##### SELECTED PASSAGE #####

A practical guide to building a web scraper

In our previous blog we defined web scraping is the art and science of acquiring intended data from a targeted website which is publicly available. I call this art since we often come across challenges that often require out-of-the-box thinking. In this guide, we will cover the process of building a web scraper that,

  • Automatically scrapes data daily
  • Avoids most of the anti-scraper methodologies
  • Cross-validates to detect missing data
  • Generates precise and detailed logs for analysis
  • Sends real-time email notification alerts
  • Cleans the extracted data and stores it in the desired file format
  • Transfers the file to a remote system
  • Allows on-the-fly performance measurement

Before we deep dive, a brief background that lists a few ground realities is necessary. Our application needed to scrape product lists and their prices from four different websites. In this case, the team came across several problems. This blog will help you identify and tackle these challenges. I have also curated a list of the technology stack that can aid you in building a powerful web scraper.
We recommend using Python as the coding language owing to its large selection of libraries. Based on the nature of the websites that need to be scraped, the supporting frameworks would change. 
Here’s a list of scenarios and possible solutions:

  1. Use Scrapy for any CAPTCHA challenges
  2. A combination of Selenium and Scrapy is ideal for websites that have fewer details in their URLs and changes data on action events such as clicking drop-downs
  3. Bare Selenium and Python scripts are of great help if scraping is blocked by the website’s robot.txt

These are but a few of the scenarios and not all challenges may be visible right away. 
Now, let’s take tiny steps towards our end goal.

Avoid getting banned

The most important aspect of building a web scraper is to avoid getting banned! Websites have defensive systems against bots, i.e. they integrate with anti-scraping technologies. If you make multiple requests from a single IP in a short time, your application will be blocked and possibly even blacklisted. It could be a temporary block or a permanent one. Using proxies in such scenarios would be a better choice. 
The Python library scrapy-rotated-proxy, automatically uses proxies in rotation. Based on your use case, a free or paid proxy plan could be opted for. In our case, the website allows requests only from the US region. Hence a paid proxy service restricted to the US region integrates with our application.
However, bombarding the website with too many requests in a short span can still get you banned. Accessing a service with millions of proxies can be cost-prohibitive. Hence use appropriate delays wherever necessary. Even with Selenium, using delays is a successful scraping strategy. However, above all else, respect the Website! Any scraping should not interfere with the website’s normal operations and the purpose it serves.

##### DATASET ROWS #####

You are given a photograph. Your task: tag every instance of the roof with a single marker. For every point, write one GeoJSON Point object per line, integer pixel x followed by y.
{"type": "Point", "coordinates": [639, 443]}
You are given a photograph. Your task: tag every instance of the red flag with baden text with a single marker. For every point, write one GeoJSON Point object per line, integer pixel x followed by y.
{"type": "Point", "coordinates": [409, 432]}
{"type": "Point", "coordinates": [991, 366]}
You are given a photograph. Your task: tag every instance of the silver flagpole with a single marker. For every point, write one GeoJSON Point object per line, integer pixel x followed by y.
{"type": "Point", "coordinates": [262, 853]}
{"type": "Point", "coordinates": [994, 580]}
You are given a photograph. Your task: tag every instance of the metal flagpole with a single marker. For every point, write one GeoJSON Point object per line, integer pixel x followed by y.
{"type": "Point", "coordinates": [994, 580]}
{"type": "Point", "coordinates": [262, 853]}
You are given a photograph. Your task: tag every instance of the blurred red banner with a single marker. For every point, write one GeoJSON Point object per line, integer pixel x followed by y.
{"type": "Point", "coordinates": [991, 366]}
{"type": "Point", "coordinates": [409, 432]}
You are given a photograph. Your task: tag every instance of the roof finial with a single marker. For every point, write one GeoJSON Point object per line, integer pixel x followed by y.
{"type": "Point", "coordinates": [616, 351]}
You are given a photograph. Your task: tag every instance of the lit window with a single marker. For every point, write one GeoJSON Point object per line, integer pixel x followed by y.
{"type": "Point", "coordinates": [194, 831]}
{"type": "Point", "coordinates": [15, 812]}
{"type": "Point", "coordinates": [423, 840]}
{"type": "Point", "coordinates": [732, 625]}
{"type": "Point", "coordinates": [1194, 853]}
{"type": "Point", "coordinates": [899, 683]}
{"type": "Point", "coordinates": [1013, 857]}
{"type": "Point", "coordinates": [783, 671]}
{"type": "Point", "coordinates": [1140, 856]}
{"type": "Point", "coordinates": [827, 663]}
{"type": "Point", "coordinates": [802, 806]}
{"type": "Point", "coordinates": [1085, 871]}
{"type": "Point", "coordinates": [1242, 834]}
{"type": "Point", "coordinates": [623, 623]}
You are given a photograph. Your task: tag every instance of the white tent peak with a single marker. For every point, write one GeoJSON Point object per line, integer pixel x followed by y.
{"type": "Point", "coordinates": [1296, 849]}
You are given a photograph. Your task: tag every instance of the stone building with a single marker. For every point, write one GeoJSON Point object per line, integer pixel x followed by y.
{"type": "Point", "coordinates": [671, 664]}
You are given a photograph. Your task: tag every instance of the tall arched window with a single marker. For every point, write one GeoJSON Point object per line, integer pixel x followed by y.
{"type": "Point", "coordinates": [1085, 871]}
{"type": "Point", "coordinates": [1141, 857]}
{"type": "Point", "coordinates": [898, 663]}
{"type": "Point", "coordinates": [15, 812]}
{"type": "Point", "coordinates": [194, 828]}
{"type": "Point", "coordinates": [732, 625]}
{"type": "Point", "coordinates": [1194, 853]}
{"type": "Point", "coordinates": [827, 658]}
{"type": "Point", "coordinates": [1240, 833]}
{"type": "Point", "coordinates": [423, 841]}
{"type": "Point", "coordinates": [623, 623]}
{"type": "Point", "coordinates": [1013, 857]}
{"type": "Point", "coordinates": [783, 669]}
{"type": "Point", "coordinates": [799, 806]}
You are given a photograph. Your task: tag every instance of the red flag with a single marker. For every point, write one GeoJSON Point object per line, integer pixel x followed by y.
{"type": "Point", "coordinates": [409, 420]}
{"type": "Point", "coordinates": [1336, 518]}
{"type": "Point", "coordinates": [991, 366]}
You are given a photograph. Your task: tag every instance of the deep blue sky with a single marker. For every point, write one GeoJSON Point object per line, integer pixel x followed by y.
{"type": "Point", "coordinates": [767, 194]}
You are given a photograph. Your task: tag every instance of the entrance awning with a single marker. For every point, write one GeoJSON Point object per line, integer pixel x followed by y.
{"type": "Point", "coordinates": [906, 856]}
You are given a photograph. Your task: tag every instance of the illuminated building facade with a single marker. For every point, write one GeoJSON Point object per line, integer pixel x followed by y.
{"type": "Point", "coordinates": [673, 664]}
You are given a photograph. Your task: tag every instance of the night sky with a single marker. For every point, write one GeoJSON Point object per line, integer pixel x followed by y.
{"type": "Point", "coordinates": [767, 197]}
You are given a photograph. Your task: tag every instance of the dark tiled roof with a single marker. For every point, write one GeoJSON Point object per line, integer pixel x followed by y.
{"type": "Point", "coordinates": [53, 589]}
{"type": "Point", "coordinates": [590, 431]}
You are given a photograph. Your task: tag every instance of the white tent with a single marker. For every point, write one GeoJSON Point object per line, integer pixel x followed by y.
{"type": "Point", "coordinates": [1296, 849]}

#####

▶ **GOALS**:
(1) Answer these questions using the web scraper guide:
(a) How many different websites did the application need to scrape product lists and prices from?
(b) Which Python library automatically uses proxies in rotation?
(c) From which region does the website in the guide's case allow requests?
(2) List every capability that the web scraper guide says the scraper it covers will have.
Rely solely on the web scraper guide when responding.

▶ **WRITTEN RESPONSES**:
(1)
(a) Four.
(b) scrapy-rotated-proxy.
(c) The US region.

(2)
1. Automatically scrapes data daily
2. Avoids most of the anti-scraper methodologies
3. Cross-validates to detect missing data
4. Generates precise and detailed logs for analysis
5. Sends real-time email notification alerts
6. Cleans the extracted data and stores it in the desired file format
7. Transfers the file to a remote system
8. Allows on-the-fly performance measurement